Reproduce word for word the part of the data that begins with the line containing "Please segment every instance of the rocky" and ends with the line containing "[[[164,149],[256,150],[256,92],[223,100]]]", both of those lines included.

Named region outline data
_ _ _ _ _ _ _
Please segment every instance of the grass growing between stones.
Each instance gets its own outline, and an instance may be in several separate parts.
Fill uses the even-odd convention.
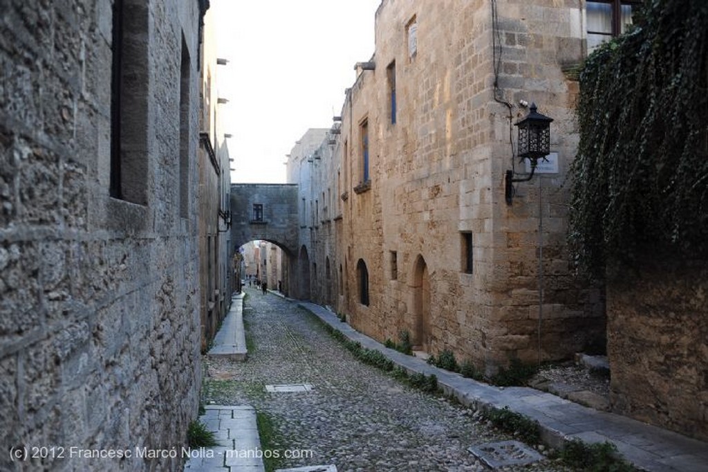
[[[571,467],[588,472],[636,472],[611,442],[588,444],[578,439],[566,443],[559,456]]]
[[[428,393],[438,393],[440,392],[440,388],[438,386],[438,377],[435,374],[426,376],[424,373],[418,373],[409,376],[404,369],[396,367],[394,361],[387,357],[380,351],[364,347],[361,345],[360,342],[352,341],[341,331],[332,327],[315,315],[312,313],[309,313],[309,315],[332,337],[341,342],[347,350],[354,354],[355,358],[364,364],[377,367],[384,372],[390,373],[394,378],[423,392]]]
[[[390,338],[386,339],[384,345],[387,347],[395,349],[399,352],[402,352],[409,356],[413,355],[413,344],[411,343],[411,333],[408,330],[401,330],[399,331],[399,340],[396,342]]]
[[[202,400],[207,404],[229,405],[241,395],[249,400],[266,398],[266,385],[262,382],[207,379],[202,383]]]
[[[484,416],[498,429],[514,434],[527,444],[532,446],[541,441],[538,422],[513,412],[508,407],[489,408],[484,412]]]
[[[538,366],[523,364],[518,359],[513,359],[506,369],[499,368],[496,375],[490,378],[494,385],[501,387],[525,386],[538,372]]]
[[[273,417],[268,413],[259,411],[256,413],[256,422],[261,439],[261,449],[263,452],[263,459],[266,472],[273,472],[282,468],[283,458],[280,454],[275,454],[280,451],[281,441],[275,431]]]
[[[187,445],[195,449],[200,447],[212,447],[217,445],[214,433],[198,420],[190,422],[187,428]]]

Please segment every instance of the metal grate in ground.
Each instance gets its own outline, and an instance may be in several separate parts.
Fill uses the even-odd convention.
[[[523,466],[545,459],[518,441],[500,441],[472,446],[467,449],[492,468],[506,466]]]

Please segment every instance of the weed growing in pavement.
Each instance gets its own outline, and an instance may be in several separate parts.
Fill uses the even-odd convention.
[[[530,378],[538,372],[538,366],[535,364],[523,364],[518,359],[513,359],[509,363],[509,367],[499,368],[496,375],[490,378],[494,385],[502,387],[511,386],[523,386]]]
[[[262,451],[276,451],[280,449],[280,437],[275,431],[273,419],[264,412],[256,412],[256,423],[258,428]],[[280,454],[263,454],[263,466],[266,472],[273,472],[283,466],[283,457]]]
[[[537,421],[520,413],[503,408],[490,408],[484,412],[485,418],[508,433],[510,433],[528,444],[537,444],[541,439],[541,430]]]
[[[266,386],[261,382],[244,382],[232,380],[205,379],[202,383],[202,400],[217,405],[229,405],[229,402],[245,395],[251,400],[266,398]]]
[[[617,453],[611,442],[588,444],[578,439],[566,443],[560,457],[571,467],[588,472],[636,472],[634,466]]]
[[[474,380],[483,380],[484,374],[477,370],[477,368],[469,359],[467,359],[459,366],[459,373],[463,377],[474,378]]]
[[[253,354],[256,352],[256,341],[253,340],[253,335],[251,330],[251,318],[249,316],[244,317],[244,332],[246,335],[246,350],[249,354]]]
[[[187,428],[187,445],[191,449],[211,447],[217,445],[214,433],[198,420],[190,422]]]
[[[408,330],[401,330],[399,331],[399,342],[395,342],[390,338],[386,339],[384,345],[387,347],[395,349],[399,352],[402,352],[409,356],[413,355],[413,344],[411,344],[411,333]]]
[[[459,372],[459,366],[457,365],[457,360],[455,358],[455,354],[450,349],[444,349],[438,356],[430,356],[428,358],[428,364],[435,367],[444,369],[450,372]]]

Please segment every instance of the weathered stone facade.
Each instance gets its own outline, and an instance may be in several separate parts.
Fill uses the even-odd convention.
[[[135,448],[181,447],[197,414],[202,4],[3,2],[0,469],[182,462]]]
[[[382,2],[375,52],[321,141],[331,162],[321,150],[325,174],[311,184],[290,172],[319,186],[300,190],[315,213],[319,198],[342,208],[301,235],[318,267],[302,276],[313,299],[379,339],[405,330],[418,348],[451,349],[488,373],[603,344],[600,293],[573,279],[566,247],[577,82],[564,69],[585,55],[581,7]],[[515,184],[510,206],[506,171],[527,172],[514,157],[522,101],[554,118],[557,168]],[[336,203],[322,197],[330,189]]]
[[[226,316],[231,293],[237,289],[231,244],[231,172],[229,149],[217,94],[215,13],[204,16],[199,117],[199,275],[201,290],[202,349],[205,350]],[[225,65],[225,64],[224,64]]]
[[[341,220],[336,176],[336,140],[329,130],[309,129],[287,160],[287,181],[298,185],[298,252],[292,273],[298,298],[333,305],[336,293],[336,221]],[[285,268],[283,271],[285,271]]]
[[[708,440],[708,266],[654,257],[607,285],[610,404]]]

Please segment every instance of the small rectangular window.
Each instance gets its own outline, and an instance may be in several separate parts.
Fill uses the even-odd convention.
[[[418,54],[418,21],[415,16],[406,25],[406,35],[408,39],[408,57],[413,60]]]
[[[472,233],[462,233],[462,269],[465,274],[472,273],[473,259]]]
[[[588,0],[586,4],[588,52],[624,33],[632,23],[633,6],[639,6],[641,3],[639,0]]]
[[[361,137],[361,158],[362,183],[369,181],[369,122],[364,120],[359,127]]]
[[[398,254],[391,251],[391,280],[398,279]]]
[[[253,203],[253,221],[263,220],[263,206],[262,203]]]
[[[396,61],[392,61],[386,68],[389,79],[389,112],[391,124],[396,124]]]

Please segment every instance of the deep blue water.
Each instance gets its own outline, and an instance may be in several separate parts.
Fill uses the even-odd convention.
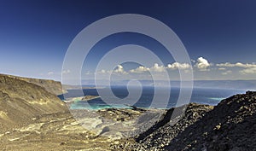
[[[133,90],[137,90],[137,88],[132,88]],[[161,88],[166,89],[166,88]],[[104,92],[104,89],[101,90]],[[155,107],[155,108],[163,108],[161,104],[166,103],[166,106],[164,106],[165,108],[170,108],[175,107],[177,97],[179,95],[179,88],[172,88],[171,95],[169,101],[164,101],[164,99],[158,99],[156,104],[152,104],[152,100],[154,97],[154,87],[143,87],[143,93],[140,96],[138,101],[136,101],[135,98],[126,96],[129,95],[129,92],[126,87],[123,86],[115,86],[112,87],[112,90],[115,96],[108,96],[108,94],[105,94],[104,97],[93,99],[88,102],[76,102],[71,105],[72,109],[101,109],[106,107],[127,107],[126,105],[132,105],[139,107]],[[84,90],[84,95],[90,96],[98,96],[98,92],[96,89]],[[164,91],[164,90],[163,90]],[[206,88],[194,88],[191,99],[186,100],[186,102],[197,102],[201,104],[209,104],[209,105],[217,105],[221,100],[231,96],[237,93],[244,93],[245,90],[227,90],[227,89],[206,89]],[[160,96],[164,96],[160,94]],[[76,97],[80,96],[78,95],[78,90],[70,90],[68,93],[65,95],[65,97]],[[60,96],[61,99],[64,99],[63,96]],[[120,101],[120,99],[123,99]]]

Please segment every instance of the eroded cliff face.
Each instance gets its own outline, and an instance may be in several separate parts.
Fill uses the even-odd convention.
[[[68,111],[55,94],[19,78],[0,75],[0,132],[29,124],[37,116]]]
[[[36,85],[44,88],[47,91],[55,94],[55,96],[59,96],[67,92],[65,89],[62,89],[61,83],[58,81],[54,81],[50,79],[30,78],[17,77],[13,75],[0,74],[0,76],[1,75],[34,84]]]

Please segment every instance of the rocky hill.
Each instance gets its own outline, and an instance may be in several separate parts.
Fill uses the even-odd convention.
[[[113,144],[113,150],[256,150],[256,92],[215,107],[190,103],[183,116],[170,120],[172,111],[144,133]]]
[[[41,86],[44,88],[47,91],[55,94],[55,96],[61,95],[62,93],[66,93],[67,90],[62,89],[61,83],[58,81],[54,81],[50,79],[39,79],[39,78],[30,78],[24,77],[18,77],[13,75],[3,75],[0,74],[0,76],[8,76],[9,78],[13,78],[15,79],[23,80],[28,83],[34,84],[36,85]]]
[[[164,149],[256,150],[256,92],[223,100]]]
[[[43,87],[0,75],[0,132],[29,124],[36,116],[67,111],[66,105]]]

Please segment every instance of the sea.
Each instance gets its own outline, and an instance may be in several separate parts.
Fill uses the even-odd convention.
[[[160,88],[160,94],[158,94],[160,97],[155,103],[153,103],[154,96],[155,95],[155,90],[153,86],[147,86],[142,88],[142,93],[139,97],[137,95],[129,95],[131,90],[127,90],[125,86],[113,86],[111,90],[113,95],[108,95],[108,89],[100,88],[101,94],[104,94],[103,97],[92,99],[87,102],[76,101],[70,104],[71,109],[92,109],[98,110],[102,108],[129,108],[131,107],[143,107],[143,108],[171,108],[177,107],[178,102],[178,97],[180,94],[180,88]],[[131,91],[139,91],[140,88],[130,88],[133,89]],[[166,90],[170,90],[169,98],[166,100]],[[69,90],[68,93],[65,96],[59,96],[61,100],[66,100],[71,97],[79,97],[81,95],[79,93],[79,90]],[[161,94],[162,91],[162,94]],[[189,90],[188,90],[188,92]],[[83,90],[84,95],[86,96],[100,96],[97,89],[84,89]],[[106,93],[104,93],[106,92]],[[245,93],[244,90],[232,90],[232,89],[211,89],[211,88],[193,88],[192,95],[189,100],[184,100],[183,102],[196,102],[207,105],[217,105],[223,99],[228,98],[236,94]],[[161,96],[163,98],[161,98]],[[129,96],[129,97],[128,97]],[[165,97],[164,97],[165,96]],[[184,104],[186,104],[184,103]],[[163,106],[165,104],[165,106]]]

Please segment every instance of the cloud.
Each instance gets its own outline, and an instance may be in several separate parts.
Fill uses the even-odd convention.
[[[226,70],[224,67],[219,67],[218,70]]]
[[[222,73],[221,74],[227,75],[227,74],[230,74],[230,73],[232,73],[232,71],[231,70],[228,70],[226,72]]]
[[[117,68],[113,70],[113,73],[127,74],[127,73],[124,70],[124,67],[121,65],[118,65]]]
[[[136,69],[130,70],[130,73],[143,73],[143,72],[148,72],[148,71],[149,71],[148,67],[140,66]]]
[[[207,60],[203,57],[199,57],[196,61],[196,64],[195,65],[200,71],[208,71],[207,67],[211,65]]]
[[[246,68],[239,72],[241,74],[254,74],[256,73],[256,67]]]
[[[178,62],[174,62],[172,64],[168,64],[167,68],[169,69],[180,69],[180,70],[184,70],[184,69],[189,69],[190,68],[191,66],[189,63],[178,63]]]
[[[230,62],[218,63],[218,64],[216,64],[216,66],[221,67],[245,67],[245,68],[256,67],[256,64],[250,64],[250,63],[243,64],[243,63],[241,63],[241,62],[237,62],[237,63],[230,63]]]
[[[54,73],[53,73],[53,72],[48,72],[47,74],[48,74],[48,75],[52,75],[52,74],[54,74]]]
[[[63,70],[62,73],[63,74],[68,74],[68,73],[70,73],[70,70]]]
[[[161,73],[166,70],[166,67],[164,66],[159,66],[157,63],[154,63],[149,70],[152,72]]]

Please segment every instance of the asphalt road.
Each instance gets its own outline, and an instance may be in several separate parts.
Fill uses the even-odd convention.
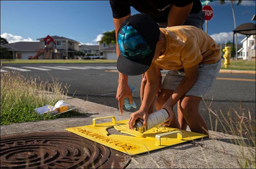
_ _ _ _ _ _ _
→ **Worked answer**:
Please segment every instance of the rocky hill.
Each instance gets its own outline, and an instance may be in several separate parts.
Fill uses the even-odd convention.
[[[113,144],[113,150],[256,150],[256,92],[215,107],[190,103],[183,116],[170,120],[172,111],[144,133]]]
[[[41,86],[44,88],[47,91],[55,94],[55,96],[61,95],[62,93],[66,93],[67,90],[62,89],[61,83],[58,81],[54,81],[50,79],[39,79],[39,78],[30,78],[24,77],[18,77],[13,75],[3,75],[0,74],[0,76],[8,76],[9,78],[13,78],[15,79],[23,80],[28,83],[34,84],[36,85]]]
[[[164,149],[256,150],[256,92],[223,100]]]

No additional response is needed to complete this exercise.